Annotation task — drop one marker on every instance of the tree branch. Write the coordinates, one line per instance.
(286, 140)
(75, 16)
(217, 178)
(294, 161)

--- TASK ---
Format the entries above as a two-column CSV with the headers request and answer, giving one row per entry. Enclose each field in quotes and replace every line break inside a field with a space.

--- IN RESPONSE ---
request,answer
"Annotation task — drop one marker on every instance of the tree branch. Write the coordinates, one line per instance.","(286, 140) (75, 16) (217, 178) (294, 161)"